▶ STATED GOAL
Repeat the records below line for line, without changing anything, and leave out the picture.

--

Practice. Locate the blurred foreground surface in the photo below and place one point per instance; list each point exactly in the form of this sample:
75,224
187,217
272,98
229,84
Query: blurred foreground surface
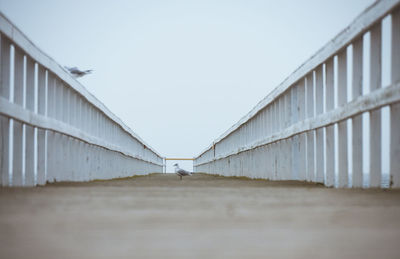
158,216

--

▶ EXERCISE ANSWER
Practice. Locate the blurred foreground surface in the photo below and place one point per instance; list each point exactly in the form of this sample:
75,224
187,217
272,98
229,84
Query: blurred foreground surface
158,216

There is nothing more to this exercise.